• [Your instructions] Report every line in the items below that contains the string "jeans".

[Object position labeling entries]
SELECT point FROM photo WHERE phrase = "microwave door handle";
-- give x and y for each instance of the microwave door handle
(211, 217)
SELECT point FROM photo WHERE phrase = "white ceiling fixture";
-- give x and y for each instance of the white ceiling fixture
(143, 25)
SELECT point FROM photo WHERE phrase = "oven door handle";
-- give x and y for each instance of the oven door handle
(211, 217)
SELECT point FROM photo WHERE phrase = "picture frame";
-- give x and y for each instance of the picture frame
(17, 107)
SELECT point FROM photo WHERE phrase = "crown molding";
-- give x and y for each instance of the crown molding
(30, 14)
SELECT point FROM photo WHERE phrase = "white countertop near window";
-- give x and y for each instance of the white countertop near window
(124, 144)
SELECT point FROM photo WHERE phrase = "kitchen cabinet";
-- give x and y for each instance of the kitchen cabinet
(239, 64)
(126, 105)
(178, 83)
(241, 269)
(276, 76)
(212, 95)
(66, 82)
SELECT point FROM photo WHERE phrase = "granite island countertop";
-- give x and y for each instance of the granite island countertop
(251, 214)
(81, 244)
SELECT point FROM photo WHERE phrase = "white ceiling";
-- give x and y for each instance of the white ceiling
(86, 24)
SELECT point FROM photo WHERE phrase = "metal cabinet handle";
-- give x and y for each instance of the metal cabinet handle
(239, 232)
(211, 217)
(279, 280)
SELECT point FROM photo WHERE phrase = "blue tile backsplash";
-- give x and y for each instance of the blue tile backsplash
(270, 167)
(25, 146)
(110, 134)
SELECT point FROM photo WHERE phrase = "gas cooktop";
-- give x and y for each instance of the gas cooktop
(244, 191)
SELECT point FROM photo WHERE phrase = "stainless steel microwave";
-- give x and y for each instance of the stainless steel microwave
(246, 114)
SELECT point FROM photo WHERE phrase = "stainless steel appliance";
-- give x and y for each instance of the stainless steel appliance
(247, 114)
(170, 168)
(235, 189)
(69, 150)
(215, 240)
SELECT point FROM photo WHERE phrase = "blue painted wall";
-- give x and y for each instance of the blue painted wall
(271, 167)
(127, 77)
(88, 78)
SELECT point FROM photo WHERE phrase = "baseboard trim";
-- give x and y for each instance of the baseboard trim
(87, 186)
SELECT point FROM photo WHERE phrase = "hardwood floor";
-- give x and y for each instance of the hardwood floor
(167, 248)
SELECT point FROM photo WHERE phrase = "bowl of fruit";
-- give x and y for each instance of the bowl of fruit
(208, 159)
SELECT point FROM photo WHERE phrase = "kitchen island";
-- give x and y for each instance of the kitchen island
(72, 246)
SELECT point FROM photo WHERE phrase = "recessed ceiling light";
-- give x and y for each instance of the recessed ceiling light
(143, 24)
* * *
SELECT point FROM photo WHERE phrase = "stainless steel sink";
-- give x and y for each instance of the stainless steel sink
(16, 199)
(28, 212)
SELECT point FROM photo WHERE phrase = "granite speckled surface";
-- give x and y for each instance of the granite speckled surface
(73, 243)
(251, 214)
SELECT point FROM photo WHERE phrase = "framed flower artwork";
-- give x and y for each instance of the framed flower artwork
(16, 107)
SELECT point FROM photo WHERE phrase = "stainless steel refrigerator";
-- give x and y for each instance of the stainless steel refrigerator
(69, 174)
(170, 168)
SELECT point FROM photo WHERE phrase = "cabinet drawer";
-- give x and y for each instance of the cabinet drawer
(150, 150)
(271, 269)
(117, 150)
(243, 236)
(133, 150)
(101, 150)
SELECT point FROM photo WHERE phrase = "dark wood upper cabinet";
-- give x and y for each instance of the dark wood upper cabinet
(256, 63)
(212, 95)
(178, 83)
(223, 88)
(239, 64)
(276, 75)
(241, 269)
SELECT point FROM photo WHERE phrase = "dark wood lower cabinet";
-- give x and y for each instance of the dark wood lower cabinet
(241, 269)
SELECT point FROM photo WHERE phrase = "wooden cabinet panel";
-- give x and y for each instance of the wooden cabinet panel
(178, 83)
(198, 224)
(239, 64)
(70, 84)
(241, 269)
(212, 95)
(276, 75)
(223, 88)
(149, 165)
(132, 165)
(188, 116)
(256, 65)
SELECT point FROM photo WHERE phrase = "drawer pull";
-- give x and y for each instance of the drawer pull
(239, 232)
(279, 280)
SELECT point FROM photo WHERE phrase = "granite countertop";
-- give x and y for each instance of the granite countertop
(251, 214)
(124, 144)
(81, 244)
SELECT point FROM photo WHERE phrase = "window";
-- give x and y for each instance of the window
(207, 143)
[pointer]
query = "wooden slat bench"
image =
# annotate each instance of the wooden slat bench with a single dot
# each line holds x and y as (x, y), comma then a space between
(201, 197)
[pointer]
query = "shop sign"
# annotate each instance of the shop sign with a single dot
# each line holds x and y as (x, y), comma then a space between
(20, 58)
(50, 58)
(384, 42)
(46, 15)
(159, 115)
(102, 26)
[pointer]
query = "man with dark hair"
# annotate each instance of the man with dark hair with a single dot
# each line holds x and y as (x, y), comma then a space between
...
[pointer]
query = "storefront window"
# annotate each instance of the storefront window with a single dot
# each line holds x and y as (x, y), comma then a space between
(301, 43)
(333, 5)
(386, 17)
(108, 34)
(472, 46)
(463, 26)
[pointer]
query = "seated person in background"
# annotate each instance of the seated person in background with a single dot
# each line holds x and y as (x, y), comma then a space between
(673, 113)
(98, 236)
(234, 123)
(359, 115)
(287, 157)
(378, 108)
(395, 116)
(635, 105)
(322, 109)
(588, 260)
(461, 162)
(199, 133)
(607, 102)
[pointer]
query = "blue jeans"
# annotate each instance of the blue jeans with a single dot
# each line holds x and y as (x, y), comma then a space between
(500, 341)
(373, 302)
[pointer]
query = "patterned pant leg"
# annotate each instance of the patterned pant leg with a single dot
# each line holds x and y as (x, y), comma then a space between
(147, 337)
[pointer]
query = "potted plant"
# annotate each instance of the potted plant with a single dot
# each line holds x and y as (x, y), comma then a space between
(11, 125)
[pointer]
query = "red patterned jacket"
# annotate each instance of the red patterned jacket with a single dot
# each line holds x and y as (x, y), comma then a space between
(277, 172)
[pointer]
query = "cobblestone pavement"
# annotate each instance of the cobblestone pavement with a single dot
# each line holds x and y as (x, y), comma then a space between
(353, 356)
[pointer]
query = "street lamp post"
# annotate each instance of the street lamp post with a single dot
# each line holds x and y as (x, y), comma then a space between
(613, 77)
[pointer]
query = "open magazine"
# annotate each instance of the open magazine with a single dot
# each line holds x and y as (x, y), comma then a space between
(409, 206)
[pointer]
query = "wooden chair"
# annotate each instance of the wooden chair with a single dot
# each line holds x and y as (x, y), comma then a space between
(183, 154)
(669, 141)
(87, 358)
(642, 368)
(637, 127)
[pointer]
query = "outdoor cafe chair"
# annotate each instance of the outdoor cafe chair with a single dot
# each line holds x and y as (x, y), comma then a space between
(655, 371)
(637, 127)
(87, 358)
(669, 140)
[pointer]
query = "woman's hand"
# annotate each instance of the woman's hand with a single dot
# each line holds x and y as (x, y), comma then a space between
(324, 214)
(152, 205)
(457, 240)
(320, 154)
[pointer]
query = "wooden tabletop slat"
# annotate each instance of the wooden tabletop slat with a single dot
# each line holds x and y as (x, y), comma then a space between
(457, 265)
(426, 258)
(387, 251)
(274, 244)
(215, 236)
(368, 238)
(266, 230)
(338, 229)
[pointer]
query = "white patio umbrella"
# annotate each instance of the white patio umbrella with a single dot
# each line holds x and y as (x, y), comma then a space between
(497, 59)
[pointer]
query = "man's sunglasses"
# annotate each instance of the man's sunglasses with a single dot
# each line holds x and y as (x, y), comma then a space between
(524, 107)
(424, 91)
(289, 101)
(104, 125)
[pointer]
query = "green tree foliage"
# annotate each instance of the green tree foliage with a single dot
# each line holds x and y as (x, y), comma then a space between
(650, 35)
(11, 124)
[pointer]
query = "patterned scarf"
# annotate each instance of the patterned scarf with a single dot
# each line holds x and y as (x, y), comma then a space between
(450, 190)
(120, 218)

• [Answer to the problem]
query = "blue jeans"
# annotate each instance of the blue jeans with a single dot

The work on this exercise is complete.